— ABOUT THIS EXERCISE —
Go through the listing below and count each line with the word "foot" in it; return only the count.
=== Section Start ===
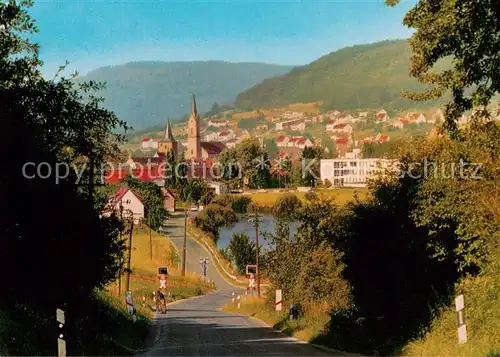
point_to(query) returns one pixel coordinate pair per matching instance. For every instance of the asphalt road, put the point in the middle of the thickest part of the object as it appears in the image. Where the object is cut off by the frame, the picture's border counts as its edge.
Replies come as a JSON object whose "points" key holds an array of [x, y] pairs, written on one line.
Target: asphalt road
{"points": [[195, 327]]}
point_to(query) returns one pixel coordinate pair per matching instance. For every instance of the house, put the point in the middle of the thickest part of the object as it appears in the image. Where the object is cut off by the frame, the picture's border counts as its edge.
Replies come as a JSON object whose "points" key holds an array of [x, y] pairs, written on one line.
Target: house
{"points": [[212, 137], [398, 124], [282, 140], [383, 138], [211, 149], [330, 126], [126, 203], [226, 135], [168, 199], [353, 172], [342, 128]]}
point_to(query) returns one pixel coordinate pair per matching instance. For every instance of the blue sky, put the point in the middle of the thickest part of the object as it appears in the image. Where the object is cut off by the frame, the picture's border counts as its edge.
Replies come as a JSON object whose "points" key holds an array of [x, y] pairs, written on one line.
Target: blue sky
{"points": [[91, 34]]}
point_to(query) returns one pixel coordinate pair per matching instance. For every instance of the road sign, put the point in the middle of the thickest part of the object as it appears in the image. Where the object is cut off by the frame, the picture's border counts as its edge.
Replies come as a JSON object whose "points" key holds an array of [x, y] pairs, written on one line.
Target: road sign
{"points": [[251, 269], [461, 329]]}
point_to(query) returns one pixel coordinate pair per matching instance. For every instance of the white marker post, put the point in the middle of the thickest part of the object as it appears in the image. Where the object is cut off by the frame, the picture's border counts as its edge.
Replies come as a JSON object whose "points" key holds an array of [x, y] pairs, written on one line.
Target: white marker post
{"points": [[279, 301], [61, 342], [462, 330]]}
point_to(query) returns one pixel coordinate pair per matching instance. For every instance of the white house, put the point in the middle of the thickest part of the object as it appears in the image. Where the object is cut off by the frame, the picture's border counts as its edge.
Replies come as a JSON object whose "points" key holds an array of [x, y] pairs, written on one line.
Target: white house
{"points": [[330, 125], [218, 123], [125, 202], [342, 128], [282, 140], [353, 172]]}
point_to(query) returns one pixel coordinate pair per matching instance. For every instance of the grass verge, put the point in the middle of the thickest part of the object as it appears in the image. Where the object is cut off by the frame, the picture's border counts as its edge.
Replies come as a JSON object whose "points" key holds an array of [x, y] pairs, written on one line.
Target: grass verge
{"points": [[341, 195]]}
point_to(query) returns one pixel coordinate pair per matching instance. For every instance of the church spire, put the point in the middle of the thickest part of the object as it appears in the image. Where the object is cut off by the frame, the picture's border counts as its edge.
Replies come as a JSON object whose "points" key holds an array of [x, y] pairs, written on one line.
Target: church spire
{"points": [[168, 132], [194, 110]]}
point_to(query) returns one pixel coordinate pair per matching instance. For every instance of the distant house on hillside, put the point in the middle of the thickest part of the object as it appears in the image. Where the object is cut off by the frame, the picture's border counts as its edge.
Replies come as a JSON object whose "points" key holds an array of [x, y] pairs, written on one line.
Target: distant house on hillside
{"points": [[381, 116], [342, 128], [282, 140], [126, 201], [168, 199]]}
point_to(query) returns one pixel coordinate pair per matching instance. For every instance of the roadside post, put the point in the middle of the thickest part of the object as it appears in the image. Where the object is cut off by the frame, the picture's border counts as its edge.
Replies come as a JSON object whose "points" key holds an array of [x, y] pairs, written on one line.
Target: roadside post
{"points": [[461, 329], [279, 301], [61, 338]]}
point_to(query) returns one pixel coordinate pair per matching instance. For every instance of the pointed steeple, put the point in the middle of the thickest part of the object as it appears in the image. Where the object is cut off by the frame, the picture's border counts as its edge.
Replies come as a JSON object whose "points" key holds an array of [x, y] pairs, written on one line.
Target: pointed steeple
{"points": [[168, 132], [194, 110]]}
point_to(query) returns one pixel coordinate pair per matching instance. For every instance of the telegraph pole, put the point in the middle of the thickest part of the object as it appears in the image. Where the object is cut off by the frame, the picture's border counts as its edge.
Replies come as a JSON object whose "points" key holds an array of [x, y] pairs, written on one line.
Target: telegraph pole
{"points": [[127, 287], [257, 249], [184, 244]]}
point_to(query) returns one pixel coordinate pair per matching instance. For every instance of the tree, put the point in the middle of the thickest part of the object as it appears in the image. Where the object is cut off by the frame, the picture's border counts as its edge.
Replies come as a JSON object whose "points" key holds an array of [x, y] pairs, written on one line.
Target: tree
{"points": [[468, 32], [310, 165], [155, 212], [241, 251]]}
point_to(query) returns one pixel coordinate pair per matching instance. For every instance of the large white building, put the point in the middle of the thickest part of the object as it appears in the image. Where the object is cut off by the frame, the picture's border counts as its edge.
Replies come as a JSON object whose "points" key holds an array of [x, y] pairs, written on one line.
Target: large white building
{"points": [[352, 172]]}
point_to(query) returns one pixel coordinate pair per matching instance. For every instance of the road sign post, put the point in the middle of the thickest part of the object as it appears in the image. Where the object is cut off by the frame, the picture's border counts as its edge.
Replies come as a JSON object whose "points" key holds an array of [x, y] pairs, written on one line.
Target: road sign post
{"points": [[461, 329], [61, 338], [279, 300]]}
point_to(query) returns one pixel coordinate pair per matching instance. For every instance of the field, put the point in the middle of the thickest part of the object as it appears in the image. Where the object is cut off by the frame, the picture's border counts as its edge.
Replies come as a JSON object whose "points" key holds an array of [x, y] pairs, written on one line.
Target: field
{"points": [[144, 278], [341, 196]]}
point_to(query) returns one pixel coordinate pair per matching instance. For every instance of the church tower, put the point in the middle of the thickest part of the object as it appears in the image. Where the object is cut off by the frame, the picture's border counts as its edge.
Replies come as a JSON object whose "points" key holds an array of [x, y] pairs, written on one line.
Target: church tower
{"points": [[194, 145]]}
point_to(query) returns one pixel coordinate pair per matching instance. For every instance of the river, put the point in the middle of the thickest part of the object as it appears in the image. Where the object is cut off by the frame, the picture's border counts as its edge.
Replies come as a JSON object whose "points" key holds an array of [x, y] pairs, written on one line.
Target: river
{"points": [[266, 225]]}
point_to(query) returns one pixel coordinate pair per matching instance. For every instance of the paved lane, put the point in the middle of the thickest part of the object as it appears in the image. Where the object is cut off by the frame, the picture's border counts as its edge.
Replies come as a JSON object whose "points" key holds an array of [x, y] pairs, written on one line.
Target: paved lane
{"points": [[195, 327]]}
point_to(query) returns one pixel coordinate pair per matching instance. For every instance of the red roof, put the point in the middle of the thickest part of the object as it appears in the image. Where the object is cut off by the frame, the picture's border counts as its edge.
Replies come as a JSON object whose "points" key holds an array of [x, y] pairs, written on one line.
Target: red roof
{"points": [[213, 147]]}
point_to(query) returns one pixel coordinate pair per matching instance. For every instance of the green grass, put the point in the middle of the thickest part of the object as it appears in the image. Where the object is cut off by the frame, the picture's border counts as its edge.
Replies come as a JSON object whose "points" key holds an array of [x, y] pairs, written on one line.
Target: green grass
{"points": [[482, 313], [305, 329]]}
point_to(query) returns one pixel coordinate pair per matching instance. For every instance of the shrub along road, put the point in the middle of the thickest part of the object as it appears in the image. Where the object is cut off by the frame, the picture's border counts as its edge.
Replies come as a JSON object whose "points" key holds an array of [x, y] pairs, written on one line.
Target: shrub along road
{"points": [[195, 327]]}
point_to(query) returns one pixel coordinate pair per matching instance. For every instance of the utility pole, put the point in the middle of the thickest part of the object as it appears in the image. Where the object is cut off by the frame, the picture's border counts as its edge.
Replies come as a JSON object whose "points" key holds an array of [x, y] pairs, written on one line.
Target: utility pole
{"points": [[257, 249], [184, 244], [127, 287], [120, 271]]}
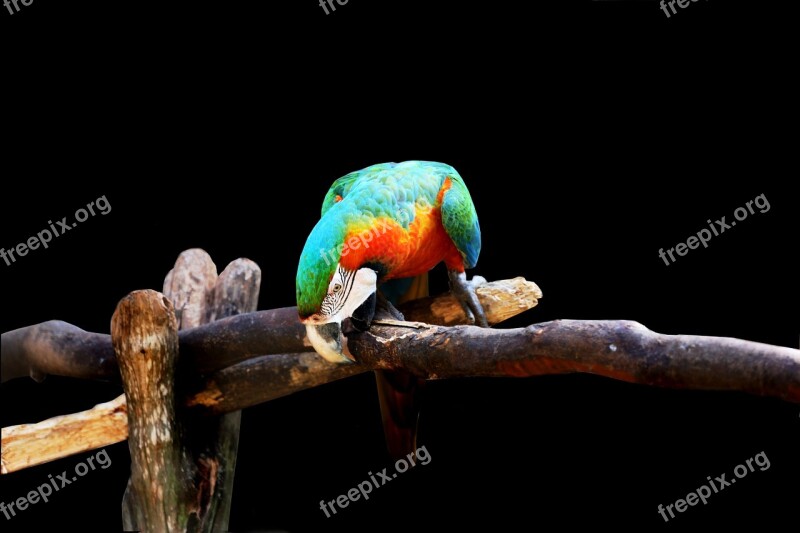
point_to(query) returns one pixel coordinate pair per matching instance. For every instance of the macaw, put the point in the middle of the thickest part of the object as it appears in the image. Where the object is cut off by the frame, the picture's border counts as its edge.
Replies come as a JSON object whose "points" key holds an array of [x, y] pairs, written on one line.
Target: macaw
{"points": [[386, 226]]}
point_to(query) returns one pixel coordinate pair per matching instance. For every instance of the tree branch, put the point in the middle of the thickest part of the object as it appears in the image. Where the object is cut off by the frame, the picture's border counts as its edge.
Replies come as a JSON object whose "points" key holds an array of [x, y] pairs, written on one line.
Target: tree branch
{"points": [[620, 350]]}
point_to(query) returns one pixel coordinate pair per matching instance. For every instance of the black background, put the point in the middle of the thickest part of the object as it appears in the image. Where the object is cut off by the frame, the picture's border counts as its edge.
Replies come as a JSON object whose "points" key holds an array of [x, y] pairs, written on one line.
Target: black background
{"points": [[589, 137]]}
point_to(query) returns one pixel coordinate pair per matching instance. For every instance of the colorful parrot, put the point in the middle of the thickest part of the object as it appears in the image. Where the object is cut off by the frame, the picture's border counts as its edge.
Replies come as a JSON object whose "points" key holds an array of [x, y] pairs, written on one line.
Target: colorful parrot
{"points": [[386, 225]]}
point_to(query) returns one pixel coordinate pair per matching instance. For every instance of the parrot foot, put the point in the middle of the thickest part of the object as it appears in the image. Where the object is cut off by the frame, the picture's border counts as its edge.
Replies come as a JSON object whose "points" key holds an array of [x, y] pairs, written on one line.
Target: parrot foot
=== Section End ===
— YOUR SOLUTION —
2